_Set problem:_ Return every line of the records below verbatim, omitting the pictures.

_Recorded data:_
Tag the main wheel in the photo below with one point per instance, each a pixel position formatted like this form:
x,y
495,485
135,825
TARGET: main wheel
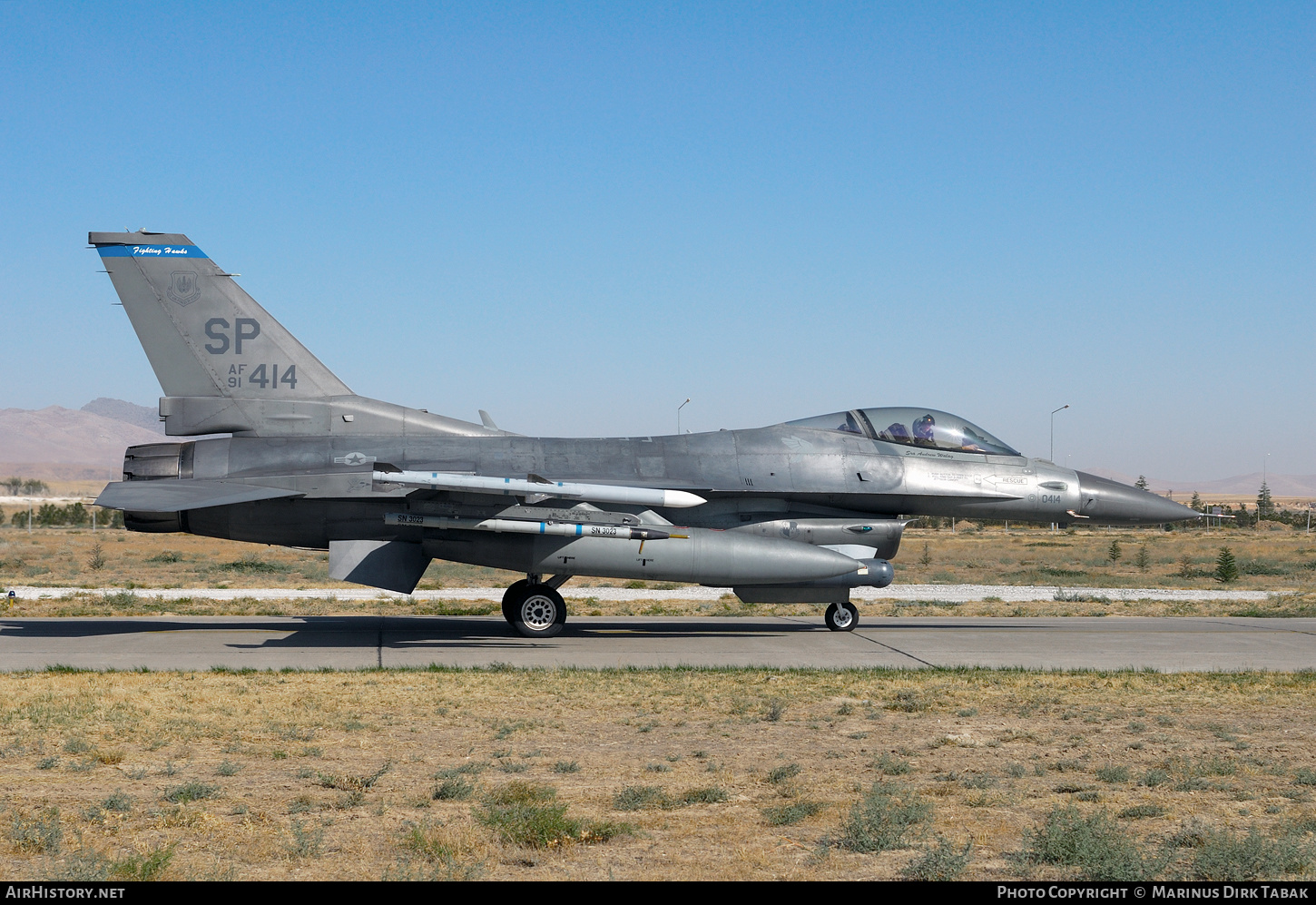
x,y
842,617
540,612
511,597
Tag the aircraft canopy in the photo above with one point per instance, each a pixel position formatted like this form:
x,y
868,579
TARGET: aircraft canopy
x,y
928,428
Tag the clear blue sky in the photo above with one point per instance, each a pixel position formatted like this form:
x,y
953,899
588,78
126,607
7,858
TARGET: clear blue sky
x,y
575,216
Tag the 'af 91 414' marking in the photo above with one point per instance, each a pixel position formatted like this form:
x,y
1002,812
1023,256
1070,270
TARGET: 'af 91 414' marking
x,y
260,378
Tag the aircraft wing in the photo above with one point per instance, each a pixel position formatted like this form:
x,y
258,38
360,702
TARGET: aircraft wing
x,y
179,495
541,488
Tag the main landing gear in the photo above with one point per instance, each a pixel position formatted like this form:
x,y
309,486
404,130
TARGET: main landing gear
x,y
535,608
842,617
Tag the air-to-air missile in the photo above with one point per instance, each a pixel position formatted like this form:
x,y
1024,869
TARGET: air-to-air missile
x,y
801,510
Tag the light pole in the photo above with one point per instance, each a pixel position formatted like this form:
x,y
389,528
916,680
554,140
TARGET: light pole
x,y
1052,457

_Answer for the task:_
Tag the main wheel in the photo below with one point per instance, each a pixel position formatted like this form:
x,y
495,485
135,825
TARGET: main wheel
x,y
842,617
540,612
511,597
Tag the aircraft canopy in the photo above with one point per instance, each a pixel position formatted like this form:
x,y
868,579
TARGET: aircraft canopy
x,y
928,428
Tag the clear blue sky in the photo above with one point per instance, each a pixel position formatted like this form:
x,y
953,899
588,78
126,607
7,858
TARGET: clear blue sky
x,y
575,216
Tag the 'af 91 414' marking in the photo above with one point per instance, each a pixel position formatted like this form:
x,y
1002,812
1023,256
1070,270
TARGET: 'af 91 414' marking
x,y
260,378
Tag the aircraft wing in the photo above with one point per instance, each a pixel position formatted like this form:
x,y
258,38
360,702
TARGET: aircraft wing
x,y
179,495
541,488
Tag the main landing gear in the photo above with one point per instance, each a pixel position formatted like this form:
x,y
309,486
404,130
TARGET: main landing gear
x,y
535,608
842,617
Tag the air-to-air missile in the photo above with one point per instance, each a pixel position formatted like this form:
x,y
1024,869
TARGET: air-to-air missile
x,y
801,510
Tag the light pole in the photo above with one point per instance, each a pixel position formatted like this form:
x,y
389,528
916,680
554,140
TARGET: light pole
x,y
1052,457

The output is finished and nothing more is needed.